### Problem statement
Every line of the records counts; transcribe each one exactly.

### Extracted data

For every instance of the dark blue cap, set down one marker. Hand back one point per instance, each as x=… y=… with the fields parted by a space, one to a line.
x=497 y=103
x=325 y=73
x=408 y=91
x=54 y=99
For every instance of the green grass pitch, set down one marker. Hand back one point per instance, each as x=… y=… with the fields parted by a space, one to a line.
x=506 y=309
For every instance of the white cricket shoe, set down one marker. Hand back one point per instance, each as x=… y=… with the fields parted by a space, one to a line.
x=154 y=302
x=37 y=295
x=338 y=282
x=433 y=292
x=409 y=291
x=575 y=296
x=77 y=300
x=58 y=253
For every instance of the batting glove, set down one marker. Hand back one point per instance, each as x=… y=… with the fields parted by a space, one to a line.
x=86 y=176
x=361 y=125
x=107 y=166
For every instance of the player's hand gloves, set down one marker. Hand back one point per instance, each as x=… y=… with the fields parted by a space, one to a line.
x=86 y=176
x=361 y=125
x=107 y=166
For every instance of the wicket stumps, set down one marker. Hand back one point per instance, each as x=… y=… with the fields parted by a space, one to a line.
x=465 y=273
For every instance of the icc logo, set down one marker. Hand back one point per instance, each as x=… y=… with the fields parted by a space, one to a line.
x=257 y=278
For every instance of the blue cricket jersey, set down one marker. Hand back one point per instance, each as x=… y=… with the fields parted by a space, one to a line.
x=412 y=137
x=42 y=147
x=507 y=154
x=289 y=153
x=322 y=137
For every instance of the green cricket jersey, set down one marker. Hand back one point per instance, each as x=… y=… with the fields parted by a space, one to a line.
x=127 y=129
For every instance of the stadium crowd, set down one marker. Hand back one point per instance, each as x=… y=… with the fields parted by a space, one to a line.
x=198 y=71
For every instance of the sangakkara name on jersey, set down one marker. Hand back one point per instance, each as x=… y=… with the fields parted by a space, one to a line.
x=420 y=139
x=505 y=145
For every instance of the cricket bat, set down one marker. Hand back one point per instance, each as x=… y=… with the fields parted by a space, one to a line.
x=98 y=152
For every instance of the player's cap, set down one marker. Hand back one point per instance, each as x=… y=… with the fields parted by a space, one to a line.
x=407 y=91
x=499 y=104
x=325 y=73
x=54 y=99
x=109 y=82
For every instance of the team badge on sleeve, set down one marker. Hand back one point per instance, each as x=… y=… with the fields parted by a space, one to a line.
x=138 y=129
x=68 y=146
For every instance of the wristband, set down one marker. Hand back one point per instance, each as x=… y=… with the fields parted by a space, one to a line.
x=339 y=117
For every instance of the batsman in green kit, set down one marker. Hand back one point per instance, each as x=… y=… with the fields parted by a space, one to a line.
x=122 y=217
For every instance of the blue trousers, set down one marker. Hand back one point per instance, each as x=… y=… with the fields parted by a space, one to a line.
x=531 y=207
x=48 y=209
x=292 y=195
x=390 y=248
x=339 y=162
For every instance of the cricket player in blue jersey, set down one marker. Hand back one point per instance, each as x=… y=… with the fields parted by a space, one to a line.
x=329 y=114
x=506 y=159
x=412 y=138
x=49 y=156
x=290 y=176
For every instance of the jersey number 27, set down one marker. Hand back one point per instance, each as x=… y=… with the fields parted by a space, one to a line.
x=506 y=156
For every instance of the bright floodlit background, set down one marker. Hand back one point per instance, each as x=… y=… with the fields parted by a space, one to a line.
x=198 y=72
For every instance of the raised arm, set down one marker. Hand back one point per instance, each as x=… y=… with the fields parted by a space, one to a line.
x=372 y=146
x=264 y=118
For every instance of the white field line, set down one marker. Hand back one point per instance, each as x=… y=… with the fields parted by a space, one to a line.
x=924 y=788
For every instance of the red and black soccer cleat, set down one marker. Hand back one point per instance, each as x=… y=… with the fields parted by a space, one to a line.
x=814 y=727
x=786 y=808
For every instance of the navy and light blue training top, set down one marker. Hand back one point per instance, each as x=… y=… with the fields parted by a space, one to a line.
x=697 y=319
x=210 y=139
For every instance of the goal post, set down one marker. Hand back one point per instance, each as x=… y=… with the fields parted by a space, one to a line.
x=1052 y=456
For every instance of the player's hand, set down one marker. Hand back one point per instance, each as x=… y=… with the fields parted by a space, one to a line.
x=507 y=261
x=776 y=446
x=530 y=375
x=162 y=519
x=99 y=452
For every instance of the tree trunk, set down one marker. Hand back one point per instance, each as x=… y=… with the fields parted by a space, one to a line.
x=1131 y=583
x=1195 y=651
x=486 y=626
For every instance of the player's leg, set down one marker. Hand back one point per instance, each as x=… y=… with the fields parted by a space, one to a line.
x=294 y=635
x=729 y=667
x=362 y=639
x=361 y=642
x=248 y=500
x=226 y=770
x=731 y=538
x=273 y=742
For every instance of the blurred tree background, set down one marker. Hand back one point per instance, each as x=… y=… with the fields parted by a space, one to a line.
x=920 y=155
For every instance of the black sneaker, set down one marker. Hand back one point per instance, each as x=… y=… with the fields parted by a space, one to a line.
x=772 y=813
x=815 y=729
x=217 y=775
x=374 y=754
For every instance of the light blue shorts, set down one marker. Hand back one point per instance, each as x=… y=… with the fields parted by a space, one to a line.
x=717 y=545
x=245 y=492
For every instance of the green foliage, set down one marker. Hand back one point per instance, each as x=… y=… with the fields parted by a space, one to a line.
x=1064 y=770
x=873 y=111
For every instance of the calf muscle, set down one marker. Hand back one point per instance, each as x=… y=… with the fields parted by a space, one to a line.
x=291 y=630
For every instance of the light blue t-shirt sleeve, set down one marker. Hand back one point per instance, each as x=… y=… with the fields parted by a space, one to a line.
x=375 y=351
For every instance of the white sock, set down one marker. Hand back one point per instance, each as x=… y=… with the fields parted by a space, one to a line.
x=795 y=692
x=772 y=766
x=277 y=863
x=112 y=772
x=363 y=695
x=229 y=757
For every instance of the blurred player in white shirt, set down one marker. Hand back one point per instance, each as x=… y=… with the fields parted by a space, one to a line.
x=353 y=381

### Your solution
For every instance of the dark blue cap, set down one marker. Hand back one point per instance, each as x=… y=… with the fields parted by a space, one to a line.
x=497 y=103
x=325 y=73
x=408 y=91
x=54 y=99
For every instance of the green grass pitch, set down one marker. Hand back one point per instance, each as x=… y=… with the fields parted by a space, one to a line.
x=506 y=309
For every instance of the white cricket shoe, set down one marker. Hand back one point per instance, each as x=… y=… with the fields parted by a space, one to a line.
x=154 y=302
x=37 y=295
x=338 y=282
x=433 y=292
x=409 y=291
x=575 y=296
x=77 y=300
x=58 y=253
For every instance of the batting glove, set down one marker. Hand back one point per instance, each as x=… y=… with the fields parted by a space, one to a line.
x=86 y=176
x=361 y=125
x=107 y=166
For every instance of the player's hand gloves, set down one marker. Hand back one point per instance, each as x=… y=… with the fields parted by a space, one to a line.
x=86 y=176
x=361 y=125
x=107 y=166
For every instance of the wicket stumps, set down one marker. Hand back one point per instance, each as x=… y=… with the fields parted by a space, one to a line.
x=465 y=273
For every instance of the icc logo, set down one marker. Hand back one point per instance, each as x=… y=… with the fields parted by a space, one to a line.
x=257 y=278
For every instance of the blue cricket jersey, set down one marker. Hand back one point per instance, each as x=… y=… with the fields parted by a space, one to a line.
x=412 y=137
x=42 y=147
x=507 y=154
x=289 y=153
x=322 y=137
For every instance of the green cricket jersey, set down one marker. Hand back one point per instance, each as x=… y=… with the fields parted by a space, one to a line.
x=127 y=129
For every instance of the stadium crowd, set down one marker. Hand back one point per instance, each as x=… y=… with the fields parted by a space, one to a line.
x=198 y=71
For every instance of the sangakkara name on jersey, set down one marker. Hand back one point per instance, each as x=… y=… with the fields parted by a space, one to a line.
x=420 y=139
x=505 y=145
For every instance of the cricket bat, set down one marker. Hand back one point per instance, each as x=… y=… with the fields parted by a space, one to a line.
x=98 y=152
For every instance of the player's cap, set down one marker. Hand back one point per instance, each as x=… y=… with the fields parted by a space, one to a line.
x=407 y=91
x=499 y=104
x=325 y=73
x=54 y=99
x=109 y=82
For every instance of the team badge on sleeve, set down one marker. Hand back one point per instance, each as x=… y=… with the fields parted by a space, one to a line.
x=138 y=129
x=68 y=146
For every instance of the wristband, set down one marker. Hand back one point per instance, each as x=… y=… with the fields parted by a space, one to a line.
x=339 y=117
For every instance of the batsman in green kit, set down one marker. Hand back one point per instance, each as x=… y=… with the fields parted by a space, one to a line.
x=122 y=217
For every instance of the blue trousers, set down one marker. Hand back one point per instance, each as x=… y=… with the fields parted by a space, one to a line.
x=531 y=207
x=48 y=209
x=292 y=195
x=390 y=248
x=339 y=162
For every instance of the cricket player in blue jersey, set down one marker. Hand back one point per instance, each as x=… y=… with the fields parted by a space, one to a line.
x=329 y=114
x=506 y=159
x=412 y=138
x=49 y=156
x=290 y=176
For every instance of the jersey number 27, set down one marker. Hand back one point per instance, each as x=… y=… with the fields parted by a space, one to a line.
x=506 y=156
For every instance of the bright floodlit background, set down one marker. Hand back one point per instance, each as x=… y=… with the fields parted by a space, one to a line.
x=198 y=72
For every instance of the raised arm, set down one marker. Hand back one point per instance, each as x=… y=… with the fields parted by a space, one to a line.
x=372 y=146
x=264 y=118
For every instance of the white field line, set down one marker. Hand back one point per instance, each as x=… y=… with the fields parted by a space, one to a line.
x=924 y=788
For every instance of the red and black soccer cleat, set down one marker. Hand back one point per instance, each as x=… y=… with the fields parted by a space, one to a line.
x=814 y=727
x=786 y=808
For every instance of the navy and light blue training top, set down one marker. Hand back one point per instance, each as x=… y=… with the fields parted by a space, one to a line.
x=697 y=319
x=210 y=139
For every instance of the goal post, set down one marker. Hand back one point per instance, each as x=… y=… with the fields parted by a space, one to a line.
x=1052 y=456
For every instance of the player's hand, set down one marker. Hand back one point per instance, each as x=… y=… with the fields parted by a space, one to a line.
x=507 y=261
x=776 y=446
x=530 y=375
x=162 y=519
x=99 y=452
For every instance of the tree trunk, set down one marker. Hand back one point per instance, each as x=… y=… with the fields parted by a space, one to a line.
x=1131 y=583
x=1195 y=651
x=486 y=626
For every instance of the player's leg, set down one marker. Hand back one point per instance, each as x=… y=… with the fields parted by a space, one to a line.
x=294 y=635
x=729 y=667
x=362 y=639
x=361 y=642
x=248 y=500
x=226 y=770
x=731 y=538
x=273 y=742
For every instance of the blurred tree background, set down one marker. Hand back one point per instance, each as x=… y=… with the fields parted by a space, one to a line.
x=920 y=155
For every instance of the black sneaker, set down one marker. Hand back one point per instance, each as x=… y=… with the fields parted by a space, one to a line.
x=772 y=813
x=815 y=729
x=217 y=775
x=374 y=754
For every instance of the light blue shorts, set down one marker. Hand back one point per instance, each as x=… y=… with the fields parted by a space, one to a line.
x=717 y=545
x=245 y=492
For every instance of the green foliage, set down one marker. Hand back one point per instance, each as x=… y=… with the fields parted by a space, one to a line.
x=1064 y=770
x=873 y=111
For every instance of the calf muscle, set down one marker. Hand back one point per instance, each as x=… y=… with the fields parted by a space, one to a line.
x=291 y=630
For every instance of the light blue t-shirt sleeve, set down one marker. Hand back one point per instance, each as x=… y=… with the fields parted by a space, one to a line.
x=375 y=351
For every instance of the white sock, set down one marker. Hand back one point per instance, each as x=… y=… with the fields parted by a space, one to a line.
x=795 y=692
x=772 y=766
x=277 y=863
x=112 y=772
x=363 y=695
x=229 y=757
For every instance of the blurred player in white shirt, set down one marker. Hand back one point per instance, each as x=… y=… with the fields parted by a space, one to a line.
x=353 y=381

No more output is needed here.